## AIM OF THE EXERCISE
Render all of the records below as a Markdown table with one row per line, numbering each line under the column Row and placing its text under the column Line. Leave out any blank lines.

#### RECORDS SUPPLIED ####

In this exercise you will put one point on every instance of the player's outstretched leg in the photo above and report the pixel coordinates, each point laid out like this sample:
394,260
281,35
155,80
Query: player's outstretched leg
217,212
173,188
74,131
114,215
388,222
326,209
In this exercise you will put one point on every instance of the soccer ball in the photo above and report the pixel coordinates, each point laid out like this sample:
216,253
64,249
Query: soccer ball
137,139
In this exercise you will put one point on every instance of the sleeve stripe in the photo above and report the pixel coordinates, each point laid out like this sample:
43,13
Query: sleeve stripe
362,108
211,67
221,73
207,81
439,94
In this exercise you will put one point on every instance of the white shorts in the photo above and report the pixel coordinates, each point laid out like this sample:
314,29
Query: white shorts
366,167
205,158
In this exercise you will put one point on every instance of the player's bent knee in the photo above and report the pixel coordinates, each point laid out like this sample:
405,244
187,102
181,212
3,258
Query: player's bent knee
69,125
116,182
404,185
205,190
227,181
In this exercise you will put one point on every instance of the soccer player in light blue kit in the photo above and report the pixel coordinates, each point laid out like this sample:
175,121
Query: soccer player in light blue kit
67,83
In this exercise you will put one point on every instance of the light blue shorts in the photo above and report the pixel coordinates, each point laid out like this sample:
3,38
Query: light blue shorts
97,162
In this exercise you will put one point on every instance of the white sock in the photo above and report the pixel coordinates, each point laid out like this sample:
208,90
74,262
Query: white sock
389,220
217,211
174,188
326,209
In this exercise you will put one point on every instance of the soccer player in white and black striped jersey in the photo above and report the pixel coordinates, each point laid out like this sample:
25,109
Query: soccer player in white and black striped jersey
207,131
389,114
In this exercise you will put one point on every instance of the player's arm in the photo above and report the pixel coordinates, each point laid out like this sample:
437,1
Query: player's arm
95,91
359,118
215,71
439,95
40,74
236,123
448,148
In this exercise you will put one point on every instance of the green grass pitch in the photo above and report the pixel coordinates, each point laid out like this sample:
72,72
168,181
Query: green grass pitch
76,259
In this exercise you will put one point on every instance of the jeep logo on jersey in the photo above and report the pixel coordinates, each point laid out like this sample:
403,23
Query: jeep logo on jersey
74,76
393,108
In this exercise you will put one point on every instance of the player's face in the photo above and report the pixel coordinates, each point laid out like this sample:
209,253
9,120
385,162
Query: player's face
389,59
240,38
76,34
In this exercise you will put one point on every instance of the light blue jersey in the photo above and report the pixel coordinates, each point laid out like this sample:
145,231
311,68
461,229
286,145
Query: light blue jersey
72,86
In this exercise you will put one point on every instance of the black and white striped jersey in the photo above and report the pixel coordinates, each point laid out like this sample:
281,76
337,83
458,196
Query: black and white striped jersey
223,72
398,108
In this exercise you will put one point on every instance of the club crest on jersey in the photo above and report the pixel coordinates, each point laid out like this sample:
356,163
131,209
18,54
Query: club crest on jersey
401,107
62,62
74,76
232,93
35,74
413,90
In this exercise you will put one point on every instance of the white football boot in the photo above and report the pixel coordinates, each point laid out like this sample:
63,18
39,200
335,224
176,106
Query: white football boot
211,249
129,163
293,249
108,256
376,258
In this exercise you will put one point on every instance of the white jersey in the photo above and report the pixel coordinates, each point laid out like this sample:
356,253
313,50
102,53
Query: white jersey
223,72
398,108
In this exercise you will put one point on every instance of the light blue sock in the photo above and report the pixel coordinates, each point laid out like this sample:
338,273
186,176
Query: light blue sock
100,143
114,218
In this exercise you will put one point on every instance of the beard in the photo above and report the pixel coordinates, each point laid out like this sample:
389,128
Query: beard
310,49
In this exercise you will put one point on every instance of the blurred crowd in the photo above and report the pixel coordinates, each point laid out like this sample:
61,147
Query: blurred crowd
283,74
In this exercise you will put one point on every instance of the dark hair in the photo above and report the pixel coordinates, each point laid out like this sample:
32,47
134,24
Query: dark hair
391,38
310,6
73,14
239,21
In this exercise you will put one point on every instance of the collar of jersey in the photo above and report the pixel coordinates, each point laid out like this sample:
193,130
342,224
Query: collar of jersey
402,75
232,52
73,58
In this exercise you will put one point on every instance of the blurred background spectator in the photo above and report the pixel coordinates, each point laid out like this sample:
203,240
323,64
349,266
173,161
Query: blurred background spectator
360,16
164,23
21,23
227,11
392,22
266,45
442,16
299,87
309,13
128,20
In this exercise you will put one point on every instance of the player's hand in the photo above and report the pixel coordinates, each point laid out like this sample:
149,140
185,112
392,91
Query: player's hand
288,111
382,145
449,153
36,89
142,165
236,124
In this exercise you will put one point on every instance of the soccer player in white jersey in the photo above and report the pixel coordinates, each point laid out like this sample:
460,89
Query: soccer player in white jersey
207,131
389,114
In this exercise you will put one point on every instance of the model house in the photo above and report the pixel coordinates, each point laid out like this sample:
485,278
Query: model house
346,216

####

## EXERCISE OUTPUT
| Row | Line |
|---|---|
| 1 | In this exercise you will put one point on every instance of the player's outstretched leg in the photo above and report the pixel coordinates, each point laid out like this sample: |
| 2 | 394,260 |
| 3 | 281,35 |
| 4 | 155,80 |
| 5 | Query: player's outstretched leg |
| 6 | 217,212 |
| 7 | 173,188 |
| 8 | 74,131 |
| 9 | 114,215 |
| 10 | 388,222 |
| 11 | 326,209 |
| 12 | In this exercise you will put one point on every instance of the soccer ball in the photo above and report the pixel coordinates, each point laid out like this sample: |
| 13 | 216,253 |
| 14 | 64,249 |
| 15 | Query: soccer ball |
| 16 | 137,139 |
| 17 | In this exercise you will put one point on every instance of the sleeve stripe in the photo above and report the pixel coordinates, each point laid out like this sample: |
| 18 | 43,13 |
| 19 | Query: sleeve stripe |
| 20 | 362,108 |
| 21 | 211,67 |
| 22 | 221,73 |
| 23 | 207,81 |
| 24 | 439,94 |
| 25 | In this exercise you will put one point on every instance of the white shorts in the photo above and report the pixel coordinates, each point laid out like this sample: |
| 26 | 314,29 |
| 27 | Query: white shorts |
| 28 | 366,167 |
| 29 | 205,158 |
| 30 | In this exercise you will put one point on every instance of the player's bent knee in the photo above and report the pixel coordinates, each point laid out like this sample: |
| 31 | 405,244 |
| 32 | 187,102 |
| 33 | 181,212 |
| 34 | 3,258 |
| 35 | Query: player's bent knee |
| 36 | 69,125 |
| 37 | 116,182 |
| 38 | 404,185 |
| 39 | 205,190 |
| 40 | 227,181 |
| 41 | In this exercise you will put one point on every instance of the soccer player in light blue kit in the photo above and report the pixel coordinates, each point laid out like this sample: |
| 42 | 175,121 |
| 43 | Query: soccer player in light blue kit |
| 44 | 67,83 |
| 45 | In this exercise you will put one point on every instance of the light blue shorts in the photo above and report the pixel coordinates, each point laid out like this sample: |
| 46 | 3,38 |
| 47 | Query: light blue shorts |
| 48 | 97,162 |
| 49 | In this exercise you will put one point on every instance of the white sock in the photo above and report the pixel coordinates, each point laid out like this sample: |
| 50 | 208,90 |
| 51 | 74,262 |
| 52 | Query: white sock |
| 53 | 389,220 |
| 54 | 217,211 |
| 55 | 174,188 |
| 56 | 326,209 |
| 57 | In this exercise you will put one point on every instance of the soccer player in white and black striped jersey in the photo above and report the pixel coordinates, each point laid out like this sample: |
| 58 | 25,109 |
| 59 | Query: soccer player in white and black striped jersey |
| 60 | 207,131 |
| 61 | 389,114 |
| 62 | In this exercise you will put one point on every instance of the player's arm in the photo above and report the pixel coordinates, each point laid out like this sample: |
| 63 | 437,1 |
| 64 | Query: player's arm |
| 65 | 95,91 |
| 66 | 359,118 |
| 67 | 215,71 |
| 68 | 439,95 |
| 69 | 40,74 |
| 70 | 236,123 |
| 71 | 448,148 |
| 72 | In this exercise you will put one point on every instance of the green grass pitch in the photo above and report the pixel coordinates, each point laid out like this sample: |
| 73 | 72,72 |
| 74 | 168,181 |
| 75 | Query: green grass pitch |
| 76 | 76,259 |
| 77 | In this exercise you will put one point on every instance of the jeep logo on jersey in the photo above and report the pixel coordinates, each point laid out like this sample: |
| 78 | 403,23 |
| 79 | Query: jeep logo on jersey |
| 80 | 74,76 |
| 81 | 393,108 |
| 82 | In this exercise you will put one point on every instance of the player's face in the photo above and report the pixel coordinates, each point laid out like this sample: |
| 83 | 209,253 |
| 84 | 9,120 |
| 85 | 385,162 |
| 86 | Query: player's face |
| 87 | 389,59 |
| 88 | 240,38 |
| 89 | 76,34 |
| 90 | In this exercise you will put one point on every instance of the light blue jersey in the photo above and report the pixel coordinates, each point laid out like this sample: |
| 91 | 145,231 |
| 92 | 311,68 |
| 93 | 461,229 |
| 94 | 286,145 |
| 95 | Query: light blue jersey |
| 96 | 72,86 |
| 97 | In this exercise you will put one point on every instance of the black and white striped jersey in the photo above and report the pixel coordinates, each point laid out like this sample: |
| 98 | 281,76 |
| 99 | 337,83 |
| 100 | 458,196 |
| 101 | Query: black and white striped jersey |
| 102 | 223,72 |
| 103 | 398,108 |
| 104 | In this exercise you will put one point on every instance of the club crest on jersey in the photo above and report the pixel coordinates, each point laid out like this sample: |
| 105 | 356,163 |
| 106 | 131,209 |
| 107 | 18,54 |
| 108 | Query: club crest on jersey |
| 109 | 401,107 |
| 110 | 62,62 |
| 111 | 74,76 |
| 112 | 232,93 |
| 113 | 35,74 |
| 114 | 413,90 |
| 115 | In this exercise you will put one point on every instance of the white football boot in the photo above and report the pixel coordinates, each point laid out like this sample: |
| 116 | 63,18 |
| 117 | 39,200 |
| 118 | 335,224 |
| 119 | 176,106 |
| 120 | Query: white football boot |
| 121 | 211,249 |
| 122 | 129,163 |
| 123 | 293,249 |
| 124 | 108,256 |
| 125 | 376,258 |
| 126 | In this exercise you will put one point on every instance of the white jersey in the photo above and report the pixel coordinates, each point laid out like this sample: |
| 127 | 356,253 |
| 128 | 313,50 |
| 129 | 102,53 |
| 130 | Query: white jersey |
| 131 | 223,72 |
| 132 | 398,108 |
| 133 | In this exercise you will put one point on every instance of the light blue sock in the photo above and report the pixel coordinates, each point laid out like this sample: |
| 134 | 338,273 |
| 135 | 186,176 |
| 136 | Query: light blue sock |
| 137 | 100,143 |
| 138 | 114,218 |
| 139 | In this exercise you will put one point on every instance of the beard in the photo above and report the pixel coordinates, each point laid out like this sample: |
| 140 | 389,128 |
| 141 | Query: beard |
| 142 | 310,49 |
| 143 | In this exercise you will put one point on every instance of the blurred crowd in the photo above and report the pixel coordinates, each point laid out like this sample: |
| 144 | 61,147 |
| 145 | Query: blurred crowd |
| 146 | 283,74 |
| 147 | In this exercise you will put one point on every instance of the dark hair in the photo above and report the pixel coordinates, each point laid out like this sample: |
| 148 | 32,47 |
| 149 | 134,24 |
| 150 | Query: dark hair |
| 151 | 391,38 |
| 152 | 310,6 |
| 153 | 73,14 |
| 154 | 239,21 |
| 155 | In this exercise you will put one point on every instance of the collar of jersey in the photo above and report the pixel coordinates, each point laid out like this sample: |
| 156 | 193,130 |
| 157 | 342,224 |
| 158 | Query: collar of jersey |
| 159 | 402,75 |
| 160 | 232,52 |
| 161 | 73,58 |
| 162 | In this exercise you will put one point on every instance of the blurred background spectator in the photo above and report the pixel coordinates, each point laid out like this sample: |
| 163 | 203,240 |
| 164 | 323,64 |
| 165 | 349,266 |
| 166 | 173,161 |
| 167 | Query: blurred background spectator |
| 168 | 360,16 |
| 169 | 164,23 |
| 170 | 21,23 |
| 171 | 227,11 |
| 172 | 392,22 |
| 173 | 266,45 |
| 174 | 442,16 |
| 175 | 299,87 |
| 176 | 309,13 |
| 177 | 128,20 |
| 178 | In this exercise you will put one point on every instance of the player's hand in the photo above and report the pixel coordinates, each point laid out like this sample: |
| 179 | 149,140 |
| 180 | 185,112 |
| 181 | 392,91 |
| 182 | Query: player's hand |
| 183 | 288,111 |
| 184 | 382,145 |
| 185 | 449,153 |
| 186 | 36,89 |
| 187 | 142,165 |
| 188 | 236,124 |
| 189 | In this exercise you will put one point on every instance of the soccer player in white jersey in the photo above and report the pixel coordinates, each point laid out like this sample: |
| 190 | 460,89 |
| 191 | Query: soccer player in white jersey |
| 192 | 207,131 |
| 193 | 389,114 |
| 194 | In this exercise you will put one point on every instance of the model house in the photo above and report the pixel coordinates, each point laid out like this sample: |
| 195 | 485,278 |
| 196 | Query: model house |
| 197 | 346,216 |